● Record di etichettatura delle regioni
━━━━

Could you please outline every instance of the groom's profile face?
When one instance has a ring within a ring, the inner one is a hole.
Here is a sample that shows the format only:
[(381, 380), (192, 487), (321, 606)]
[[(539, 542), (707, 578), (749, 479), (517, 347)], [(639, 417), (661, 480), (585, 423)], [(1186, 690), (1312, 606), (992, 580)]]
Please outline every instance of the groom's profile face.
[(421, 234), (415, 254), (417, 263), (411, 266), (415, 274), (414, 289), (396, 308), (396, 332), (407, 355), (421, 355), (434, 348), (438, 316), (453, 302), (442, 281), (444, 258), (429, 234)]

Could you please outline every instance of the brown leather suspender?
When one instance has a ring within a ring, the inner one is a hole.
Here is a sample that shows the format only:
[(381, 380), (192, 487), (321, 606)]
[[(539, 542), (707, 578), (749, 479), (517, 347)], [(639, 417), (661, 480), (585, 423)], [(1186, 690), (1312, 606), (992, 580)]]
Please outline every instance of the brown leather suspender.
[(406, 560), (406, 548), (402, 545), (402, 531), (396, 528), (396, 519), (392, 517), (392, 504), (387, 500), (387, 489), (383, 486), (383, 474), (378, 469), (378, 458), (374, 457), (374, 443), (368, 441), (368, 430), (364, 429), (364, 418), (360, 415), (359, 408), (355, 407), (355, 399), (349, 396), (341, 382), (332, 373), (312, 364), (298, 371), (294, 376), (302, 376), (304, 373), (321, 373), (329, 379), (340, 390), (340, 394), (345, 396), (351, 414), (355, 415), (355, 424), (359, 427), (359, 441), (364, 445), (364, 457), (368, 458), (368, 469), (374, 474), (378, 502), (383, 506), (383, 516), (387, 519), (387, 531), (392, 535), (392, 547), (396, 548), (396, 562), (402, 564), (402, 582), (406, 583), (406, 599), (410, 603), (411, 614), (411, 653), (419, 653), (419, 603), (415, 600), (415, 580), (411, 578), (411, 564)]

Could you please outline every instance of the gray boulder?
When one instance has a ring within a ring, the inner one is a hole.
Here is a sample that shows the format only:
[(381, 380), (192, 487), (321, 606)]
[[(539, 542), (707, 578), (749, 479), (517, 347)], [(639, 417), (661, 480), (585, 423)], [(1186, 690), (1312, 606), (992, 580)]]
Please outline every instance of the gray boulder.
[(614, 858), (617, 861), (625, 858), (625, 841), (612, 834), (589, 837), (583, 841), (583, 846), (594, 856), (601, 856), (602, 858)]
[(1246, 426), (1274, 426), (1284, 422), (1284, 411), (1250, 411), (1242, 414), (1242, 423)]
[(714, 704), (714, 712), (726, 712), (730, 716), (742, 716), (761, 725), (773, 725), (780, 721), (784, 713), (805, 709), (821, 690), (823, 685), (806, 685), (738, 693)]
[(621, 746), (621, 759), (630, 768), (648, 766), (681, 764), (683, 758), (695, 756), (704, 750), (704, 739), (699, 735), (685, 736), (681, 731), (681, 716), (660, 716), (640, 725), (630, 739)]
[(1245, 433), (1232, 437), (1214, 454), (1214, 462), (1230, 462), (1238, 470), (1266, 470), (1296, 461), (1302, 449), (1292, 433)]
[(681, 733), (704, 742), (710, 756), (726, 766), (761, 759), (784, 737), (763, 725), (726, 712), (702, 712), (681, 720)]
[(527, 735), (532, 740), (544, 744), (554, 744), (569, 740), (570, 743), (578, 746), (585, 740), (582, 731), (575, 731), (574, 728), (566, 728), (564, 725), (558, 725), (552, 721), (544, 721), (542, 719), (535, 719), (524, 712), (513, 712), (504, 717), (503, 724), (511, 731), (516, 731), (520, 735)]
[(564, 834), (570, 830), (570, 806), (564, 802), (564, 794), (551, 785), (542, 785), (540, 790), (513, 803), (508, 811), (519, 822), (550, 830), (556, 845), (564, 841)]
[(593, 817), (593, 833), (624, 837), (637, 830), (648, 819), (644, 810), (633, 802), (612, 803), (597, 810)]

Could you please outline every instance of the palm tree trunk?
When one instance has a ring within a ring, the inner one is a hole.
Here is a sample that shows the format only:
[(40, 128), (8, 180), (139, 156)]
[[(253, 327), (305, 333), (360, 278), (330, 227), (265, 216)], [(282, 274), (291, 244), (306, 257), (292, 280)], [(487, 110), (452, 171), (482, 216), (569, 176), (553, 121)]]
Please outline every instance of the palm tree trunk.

━━━━

● CONSEGNA
Per favore, riscrivi tutti i record qui sopra scambiando "outline" con "trace" e lasciando invariato tutto il resto.

● RISPOSTA SVOLTA
Could you please trace every instance of the groom's profile face?
When one instance has a ring within a ring, the inner one is a hole.
Here is a sample that shows the format only:
[(381, 380), (192, 487), (321, 606)]
[[(539, 542), (707, 578), (749, 479), (517, 347)], [(639, 417), (661, 480), (585, 423)], [(1186, 690), (1312, 606), (992, 580)]]
Please trace every instance of the groom's profile face.
[(421, 234), (415, 254), (417, 263), (411, 266), (415, 274), (414, 289), (396, 308), (396, 332), (407, 355), (421, 355), (434, 348), (438, 316), (453, 302), (442, 281), (444, 258), (429, 234)]

Could you please trace every instance of the brown leather suspender?
When one instance has a ring within a ring, the inner one is a hole.
Here is a sample that shows the format only:
[(381, 380), (192, 487), (321, 606)]
[[(539, 542), (707, 578), (749, 479), (517, 347)], [(639, 417), (661, 480), (585, 423)], [(1186, 690), (1312, 606), (992, 580)]]
Please trace every instance of the brown leather suspender.
[(406, 560), (406, 548), (402, 545), (402, 531), (396, 528), (396, 519), (392, 517), (392, 504), (387, 500), (387, 489), (383, 486), (383, 474), (378, 469), (378, 458), (374, 457), (374, 443), (368, 441), (368, 430), (364, 429), (364, 418), (360, 415), (359, 408), (355, 407), (355, 399), (349, 396), (341, 382), (332, 373), (312, 364), (298, 371), (294, 376), (302, 376), (304, 373), (321, 373), (329, 379), (340, 390), (340, 394), (345, 396), (351, 414), (355, 415), (355, 424), (359, 427), (359, 441), (364, 445), (364, 457), (368, 458), (368, 469), (374, 474), (378, 502), (383, 506), (383, 516), (387, 519), (387, 531), (392, 535), (392, 547), (396, 548), (396, 562), (402, 564), (402, 582), (406, 583), (406, 599), (410, 603), (411, 614), (411, 653), (419, 653), (419, 603), (415, 600), (415, 580), (411, 578), (411, 564)]

Could you please trace every instance of the gray boulder?
When one instance has a ring within a ring, the inner one is a hole.
Here is a sample that shows the format only:
[(381, 380), (192, 487), (321, 606)]
[[(539, 542), (707, 578), (749, 479), (517, 347)], [(639, 417), (661, 480), (585, 423)], [(1186, 690), (1312, 606), (992, 580)]]
Please trace every instance of the gray boulder.
[(614, 858), (617, 861), (625, 858), (625, 841), (612, 834), (589, 837), (583, 841), (583, 846), (594, 856), (601, 856), (602, 858)]
[(1246, 426), (1274, 426), (1284, 422), (1284, 411), (1250, 411), (1242, 414), (1242, 423)]
[(714, 704), (714, 712), (726, 712), (730, 716), (742, 716), (761, 725), (773, 725), (780, 721), (784, 713), (805, 709), (821, 690), (823, 685), (806, 685), (738, 693)]
[(621, 746), (621, 759), (630, 768), (648, 766), (681, 764), (683, 758), (695, 756), (704, 750), (704, 739), (699, 735), (685, 736), (681, 731), (681, 716), (660, 716), (640, 725), (630, 739)]
[(1245, 433), (1232, 437), (1214, 454), (1214, 462), (1230, 462), (1238, 470), (1266, 470), (1296, 461), (1302, 449), (1292, 433)]
[(681, 733), (704, 742), (710, 756), (726, 766), (761, 759), (784, 737), (763, 725), (726, 712), (702, 712), (681, 720)]
[(527, 735), (532, 740), (544, 744), (554, 744), (569, 740), (570, 743), (578, 746), (585, 740), (582, 731), (575, 731), (574, 728), (566, 728), (564, 725), (558, 725), (552, 721), (544, 721), (542, 719), (535, 719), (524, 712), (513, 712), (504, 717), (503, 724), (511, 731), (516, 731), (520, 735)]
[(564, 834), (570, 830), (570, 806), (564, 802), (564, 794), (551, 785), (542, 785), (540, 790), (513, 803), (508, 811), (519, 822), (550, 830), (556, 845), (564, 841)]
[(593, 817), (593, 833), (624, 837), (637, 830), (648, 819), (644, 810), (633, 802), (612, 803), (597, 810)]

Could you please trace every instance of the palm tree trunk?
When one instance has a ring within a ring, the inner one is a hole.
Here is a sample that shows the format only:
[(40, 128), (8, 180), (139, 156)]
[[(253, 327), (305, 333), (360, 278), (330, 227), (265, 216)], [(282, 274), (291, 244), (306, 257), (292, 280)], [(487, 110), (452, 171), (482, 216), (569, 176), (553, 121)]]
Please trace every instance of the palm tree trunk.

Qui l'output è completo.